**Source passage**.

◆ ◆ ◆ ◆ ◆ ◆ ◆

ViacomCBS plans to release its financial results for the first quarter of 2020 before the market opens on May 7. The upcoming earnings report will be the company’s second since Viacom and CBS completed the merger to form the new entity.
Notably, the first ViacomCBS earnings report was short of the expectations. The company posted an EPS of $0.97, which missed the consensus estimate at $1.44. The revenue of $6.9 billion missed the consensus estimate at $7.4 billion.
Will the upcoming ViacomCBS earnings scorecard be impressive? Here are three things investors need to know as they wait for the report.
ViacomCBS’s earnings expectations amid COVID-19
Wall Street expects ViacomCBS to deliver an EPS of $0.95 on revenue of $6.57 billion for the quarter ended March 2020. Notably, the company’s earnings results will give investors an opportunity to see how COVID-19 has impacted the business.
The virus has forced ViacomCBS to halt its film and television productions. At the same time, the company has suspended theater releases. Walt Disney (NYSE:DIS), which has also stopped its production and box office releases, reported a big drop in its profit for the March quarter even though the revenue increased.
While ViacomCBS’s earnings for the March quarter might take a blow from the coronavirus, the company plans for a better long-term future. Recently, the company tapped Verizon to distribute its Pluto TV video streaming service to its nearly 130 million customers.

◆ ◆ ◆ ◆ ◆ ◆ ◆

Rows from a dataset:
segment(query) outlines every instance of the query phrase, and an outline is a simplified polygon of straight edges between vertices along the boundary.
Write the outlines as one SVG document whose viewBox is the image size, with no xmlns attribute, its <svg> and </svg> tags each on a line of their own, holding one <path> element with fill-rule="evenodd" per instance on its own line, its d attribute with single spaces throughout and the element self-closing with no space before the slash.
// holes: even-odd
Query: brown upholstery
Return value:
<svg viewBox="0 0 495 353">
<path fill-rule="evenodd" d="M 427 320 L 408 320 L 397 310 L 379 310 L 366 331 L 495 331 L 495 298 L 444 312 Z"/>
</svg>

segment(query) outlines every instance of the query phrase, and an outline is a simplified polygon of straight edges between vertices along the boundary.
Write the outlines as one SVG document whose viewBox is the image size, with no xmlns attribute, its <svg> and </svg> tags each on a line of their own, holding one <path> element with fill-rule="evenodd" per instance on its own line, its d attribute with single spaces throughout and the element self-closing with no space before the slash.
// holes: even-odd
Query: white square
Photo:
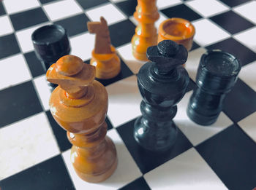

◆ ◆ ◆ ◆ ◆ ◆ ◆

**Work to complete**.
1. Reproduce the passage of the ViacomCBS earnings article starting with "ViacomCBS’s earnings expectations" and going on through "130 million customers.".
2. Write a continuation of the ViacomCBS earnings article, picking up right after its final sentence.
The rows are not required for anything here.

**Written answers**.
1.
ViacomCBS’s earnings expectations amid COVID-19
Wall Street expects ViacomCBS to deliver an EPS of $0.95 on revenue of $6.57 billion for the quarter ended March 2020. Notably, the company’s earnings results will give investors an opportunity to see how COVID-19 has impacted the business.
The virus has forced ViacomCBS to halt its film and television productions. At the same time, the company has suspended theater releases. Walt Disney (NYSE:DIS), which has also stopped its production and box office releases, reported a big drop in its profit for the March quarter even though the revenue increased.
While ViacomCBS’s earnings for the March quarter might take a blow from the coronavirus, the company plans for a better long-term future. Recently, the company tapped Verizon to distribute its Pluto TV video streaming service to its nearly 130 million customers.

2.
ViacomCBS cuts jobs and borrows funds
ViacomCBS’s earnings report is set to arrive at a time when the company cut jobs to control costs. The company aims to eliminate $750 million in annual costs. The cost-synergy will be one of the benefits of merging Viacom with CBS.
The coronavirus has left businesses grappling with weak sales and soaring expenses. In March, ViacomCBS set out to borrow $2.5 billion through selling bonds to shore up its liquidity. The company wrapped up 2019 with $834 million in cash reserve. Disney and Comcast (NASDAQ:CMCSA) also have tapped the debt market to shore up their liquidity amid the pandemic.
Investing in the stock
ViacomCBS stock has taken a blow amid COVID-19. Halting production and theater releases turned off investors. However, the company’s earnings report comes as the stock starts to make a comeback. At $15 per share, ViacomCBS stock has rebounded more than 50% from its pandemic lows. The stock spots more than a 20% gain over the past month. At this point, investors can scoop up ViacomCBS stock at more than a 72% discount to its 52-week high.